======== Extracto de página ========

El acuerdo de paz con las Farc pone al país frente al desafío de ubicar, identificar y entregar los miles de cuerpos de civiles y combatientes que murieron durante el conflicto y que aún no aparecen. Algunos están en cementerios municipales y otros yacen en fosas comunes, perdidos en selvas y montañas.

Edinson Arley Bolaños / @eabolanos
12 de abril de 2017 - 11:28 p. m.
En el cementerio de San Vicente del Caguán hay varias fosas comunes de personas que murieron en las sabanas y montañas de la cordillera Oriental.  / Fotos:/Óscar Pérez y Mauricio Alvarado.
En el cementerio de San Vicente del Caguán hay varias fosas comunes de personas que murieron en las sabanas y montañas de la cordillera Oriental. / Fotos:/Óscar Pérez y Mauricio Alvarado.

Mientras el obispo de San Vicente del Caguán intentaba bautizar a los niños de la vereda Andes (Caquetá), tres helicópteros aterrizaban para exhumar los cadáveres de 56 guerrilleros de la columna móvil Teófilo Forero de las Farc que estaban enterrados en el cementerio, apenas a 30 metros del lugar. Es un mausoleo asegurado con malla y con tumbas enchapadas en cerámica verde. Ese día de 2005, las autoridades se llevaron tres cuerpos para Neiva, capital del Huila, y hasta allí llegaron los familiares de los combatientes acompañados por un cura argentino.

“Había ese reclamo: ni siquiera en el cementerio podían encontrar paz”, dice Francisco Javier Múnera Correa, el obispo que completó 19 años en el vicariato del Caguán. Vivió los más duros de la guerra en ese municipio ubicado en el noroccidente de Caquetá. Los años en que los muertos eran enterrados en el cementerio por el Ejército y sin avisar. La descomposición obligaba a hacerlo. Cientos de ellos aún están sepultados en varias fosas comunes de ese panteón. Fosas comunes que están pendientes de desenterrar, señala monseñor Múnera.

======== Datos registrados ========

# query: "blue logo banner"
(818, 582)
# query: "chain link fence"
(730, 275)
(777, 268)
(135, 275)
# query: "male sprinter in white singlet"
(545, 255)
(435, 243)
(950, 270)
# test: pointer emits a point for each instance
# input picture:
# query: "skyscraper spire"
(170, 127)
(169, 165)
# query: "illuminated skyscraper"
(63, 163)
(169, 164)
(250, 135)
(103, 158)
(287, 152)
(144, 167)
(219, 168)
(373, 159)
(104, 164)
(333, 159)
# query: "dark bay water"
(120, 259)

========

§ Qué se pide:
A - Identifica todas las líneas de los registros que contienen la cadena "query" y cópialas tal como aparecen; las mayúsculas y minúsculas cuentan.
B - Por favor, prolonga el texto sobre las fosas comunes de San Vicente del Caguán a partir de donde termina.

§ Respuestas escritas:
A -
# query: "blue logo banner"
# query: "chain link fence"
# query: "male sprinter in white singlet"
# query: "skyscraper spire"
# query: "illuminated skyscraper"
# query: "dark bay water"

B -
En la parroquia están los libros para evidenciar cuántos muertos de la guerra fueron enterrados sin identidad. No hay nombres propios, porque la iglesia cumplía con el deber de sepultarlos sin importar el bando al que pertenecían. Lo hicieron bajo la odiosa denominación de ese momento: N.N. Hoy el concepto oficial es cadáveres sin identificar.

El cementerio de San Vicente del Caguán es un indicador de la cruenta guerra que se desató después de que se rompieran los diálogos entre el presidente Andrés Pastrana y la guerrilla de las Farc. Desde el 23 de febrero de 2002, al panteón del pueblo llegaron decenas de cuerpos que a simple vista no tenían dolientes. Eran los que morían en las sabanas del Yarí, en la montañas de la cordillera Oriental y en las veredas y el casco urbano del Caguán.

Los frentes 2, 3, 13, 14, 15, 32, 39, 48 y 61 del bloque Oriental de las Farc, al mando del Mono Jojoy se enfrentaron con los 17.000 soldados que ingresaron a retomar la zona despejada y con los paramilitares de Carlos Mario Jiménez, alias Macaco, quien a partir del 16 de mayo de 2001 rebautizó el frente Caquetá y lo comenzó a llamar frente Sur Andaquíes, un brazo más del bloque Central Bolívar.

Javier Rojas, el sepulturero del pueblo durante 14 años, tuvo que enterrar y desenterrar muchos de esos difuntos. Lo sacaron por la edad: 71 años. Sus manos amarillentas y callosas son una memoria muda de la dura tarea de lidiar con los muertos de la guerra. Desde que ingresó en 2002, diariamente abría hasta cuatro huecos.

Mientras se golpea tres veces la cabeza, Rojas recuerda los muertos que el Ejército llevaba envueltos en bolsas negras. Algunas veces le tocó desenterrar esos mismos cadáveres cuando aparecían los dolientes.

Hoy, ese camposanto no tiene senderos por dónde caminar y las puertas son los huecos en las paredes caídas. Según el Observatorio Nacional de Memoria y Conflicto, en Caquetá murieron a causa del conflicto 2.775 personas entre 1978 y esta fecha. De esos, 1.615 fueron combatientes y 1.160 civiles.

Un cementerio clandestino

Los guerrilleros enterrados en la vereda Andes, que colinda con el parque natural Los Picachos, son una muestra de los cementerios de combatientes que murieron durante la confrontación y que fueron rescatados por los familiares. En esa vereda, que hace parte de la histórica región de El Pato Guayabero (corredor de la columna Teófilo Forero), familias enteras hicieron parte de las Farc.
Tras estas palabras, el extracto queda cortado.